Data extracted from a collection
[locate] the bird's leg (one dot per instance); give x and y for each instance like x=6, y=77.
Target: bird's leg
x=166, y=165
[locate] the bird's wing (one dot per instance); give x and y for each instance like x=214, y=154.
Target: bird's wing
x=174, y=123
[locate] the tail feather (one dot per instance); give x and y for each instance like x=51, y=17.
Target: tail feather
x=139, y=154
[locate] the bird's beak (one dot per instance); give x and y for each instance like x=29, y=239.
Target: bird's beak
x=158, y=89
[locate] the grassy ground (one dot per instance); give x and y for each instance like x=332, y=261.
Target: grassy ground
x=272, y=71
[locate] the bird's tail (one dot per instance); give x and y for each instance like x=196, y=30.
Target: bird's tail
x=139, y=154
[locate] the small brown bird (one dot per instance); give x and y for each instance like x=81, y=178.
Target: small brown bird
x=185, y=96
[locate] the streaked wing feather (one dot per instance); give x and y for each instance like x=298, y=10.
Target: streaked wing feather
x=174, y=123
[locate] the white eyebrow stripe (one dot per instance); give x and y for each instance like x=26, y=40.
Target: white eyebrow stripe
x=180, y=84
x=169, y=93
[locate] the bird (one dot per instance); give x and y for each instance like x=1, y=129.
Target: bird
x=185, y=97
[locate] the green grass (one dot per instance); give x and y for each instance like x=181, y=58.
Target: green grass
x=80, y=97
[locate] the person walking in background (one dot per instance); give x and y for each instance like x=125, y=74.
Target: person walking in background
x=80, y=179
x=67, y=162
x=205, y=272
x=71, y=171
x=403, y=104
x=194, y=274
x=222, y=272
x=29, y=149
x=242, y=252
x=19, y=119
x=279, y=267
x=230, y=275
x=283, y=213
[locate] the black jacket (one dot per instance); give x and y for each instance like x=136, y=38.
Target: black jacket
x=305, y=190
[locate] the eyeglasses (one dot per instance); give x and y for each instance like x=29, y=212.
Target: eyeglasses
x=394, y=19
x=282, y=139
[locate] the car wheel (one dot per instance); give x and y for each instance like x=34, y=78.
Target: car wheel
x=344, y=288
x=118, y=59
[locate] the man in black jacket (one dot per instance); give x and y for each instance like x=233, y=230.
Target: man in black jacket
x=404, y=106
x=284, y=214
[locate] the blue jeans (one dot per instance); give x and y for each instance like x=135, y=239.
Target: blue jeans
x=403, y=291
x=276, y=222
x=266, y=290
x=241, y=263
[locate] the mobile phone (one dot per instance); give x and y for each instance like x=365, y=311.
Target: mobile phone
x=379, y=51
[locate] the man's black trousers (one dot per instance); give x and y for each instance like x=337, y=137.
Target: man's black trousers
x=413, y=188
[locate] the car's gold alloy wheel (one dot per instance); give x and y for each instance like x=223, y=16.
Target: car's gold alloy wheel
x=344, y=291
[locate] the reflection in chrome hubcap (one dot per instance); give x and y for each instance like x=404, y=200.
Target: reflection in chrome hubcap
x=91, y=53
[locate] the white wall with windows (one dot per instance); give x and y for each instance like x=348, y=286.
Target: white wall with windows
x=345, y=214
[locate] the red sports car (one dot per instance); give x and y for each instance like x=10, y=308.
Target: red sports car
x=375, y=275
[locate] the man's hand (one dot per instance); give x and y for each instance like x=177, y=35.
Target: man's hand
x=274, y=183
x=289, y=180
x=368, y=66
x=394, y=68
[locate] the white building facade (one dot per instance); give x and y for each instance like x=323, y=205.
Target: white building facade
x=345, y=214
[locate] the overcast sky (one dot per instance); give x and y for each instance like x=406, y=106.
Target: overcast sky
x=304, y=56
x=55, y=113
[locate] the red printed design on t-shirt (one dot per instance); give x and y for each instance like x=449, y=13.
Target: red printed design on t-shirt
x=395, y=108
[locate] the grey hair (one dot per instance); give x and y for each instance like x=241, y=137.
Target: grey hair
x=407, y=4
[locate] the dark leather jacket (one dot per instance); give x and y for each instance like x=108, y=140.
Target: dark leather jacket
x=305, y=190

• [WORK TO DO]
Reproduce every line above without error.

• [WRITTEN RESPONSE]
[locate] the bird's leg (one dot per instance); give x and y for each instance like x=6, y=77.
Target: bird's leg
x=166, y=165
[locate] the bird's wing (one dot per instance); give x and y for each instance like x=214, y=154.
Target: bird's wing
x=174, y=123
[locate] the tail feather (one dot per instance); give x and y for each instance like x=51, y=17.
Target: tail feather
x=139, y=154
[locate] the bird's beak (one dot per instance); give x and y for each instance like x=29, y=239.
Target: bird's beak
x=158, y=89
[locate] the grassy ground (one dot per instance); give x and y for each instance like x=332, y=261.
Target: grassy ground
x=272, y=71
[locate] the bird's tail (one dot per instance); give x and y for each instance like x=196, y=30.
Target: bird's tail
x=139, y=154
[locate] the small brown bird (one dot per instance); give x and y for each instance like x=81, y=178.
Target: small brown bird
x=185, y=96
[locate] the streaked wing feather (one dot per instance); give x and y for each instance like x=298, y=10.
Target: streaked wing feather
x=174, y=123
[locate] the white eyebrow stripe (one dot per instance); give x and y for each instance like x=26, y=40.
Target: white eyebrow stripe
x=180, y=84
x=169, y=93
[locate] the bird (one dot per instance); give x and y for each instance like x=1, y=129.
Target: bird
x=185, y=97
[locate] the green grass (one dot per instance); give x and y for each instance like x=181, y=58.
Target: green grass
x=80, y=97
[locate] the person walking in background (one dot per instance); give x and y for each instance like x=125, y=74.
Target: person walking in background
x=80, y=179
x=67, y=162
x=205, y=272
x=71, y=171
x=403, y=104
x=194, y=274
x=222, y=272
x=29, y=149
x=242, y=252
x=19, y=119
x=279, y=267
x=230, y=275
x=283, y=213
[locate] the black jacket (one dot per instance); give x and y for each instance like x=136, y=38.
Target: black jacket
x=305, y=190
[locate] the eyeglasses (one dot per instance); give x and y for each instance like x=29, y=212.
Target: eyeglasses
x=394, y=19
x=282, y=139
[locate] the car wheel (one dot per instance); give x and y for each instance like x=34, y=78.
Target: car wheel
x=344, y=288
x=118, y=59
[locate] the man in black jacket (one dot per instance); give x and y for each instance like x=233, y=230.
Target: man in black jacket
x=404, y=106
x=284, y=214
[locate] the blue jeans (one dot per instance); give x and y for each instance like x=135, y=239.
Target: blue jeans
x=403, y=291
x=276, y=222
x=266, y=290
x=241, y=263
[locate] the mobile phone (one dot per instance); give x and y for each instance like x=365, y=311.
Target: mobile phone
x=379, y=51
[locate] the man's black trousers (one dot per instance); give x and y for each instance like x=337, y=137.
Target: man's black trousers
x=413, y=188
[locate] the car's gold alloy wheel (one dot per instance); give x and y for each instance like x=223, y=16.
Target: car's gold alloy wheel
x=344, y=291
[locate] the reflection in chrome hubcap (one dot per instance); give x and y for each instance like x=404, y=200.
Target: reflection in chrome hubcap
x=91, y=53
[locate] the white wall with windows (one dot per instance); give x and y for each instance like x=348, y=286.
Target: white wall with windows
x=345, y=214
[locate] the red sports car (one dot per instance); give x and y for each instance like x=10, y=308.
Target: red sports car
x=375, y=275
[locate] the man's hand (one dot per instance); give x and y for each instance like x=177, y=35.
Target: man's hand
x=274, y=183
x=289, y=180
x=368, y=66
x=394, y=68
[locate] the white building facade (one dot per instance); give x and y for each instance like x=323, y=205.
Target: white building facade
x=345, y=214
[locate] the overcast sky (one dot per instance); give x and y for each instance like x=406, y=106.
Target: overcast sky
x=304, y=56
x=55, y=113
[locate] the red printed design on t-shirt (one dot per instance); give x and y for each instance like x=449, y=13.
Target: red printed design on t-shirt
x=395, y=108
[locate] the grey hair (one dot per instance); give x and y for each instance like x=241, y=137.
Target: grey hair
x=407, y=4
[locate] the dark leather jacket (one dot per instance); give x and y for each instance like x=108, y=140.
Target: dark leather jacket
x=305, y=190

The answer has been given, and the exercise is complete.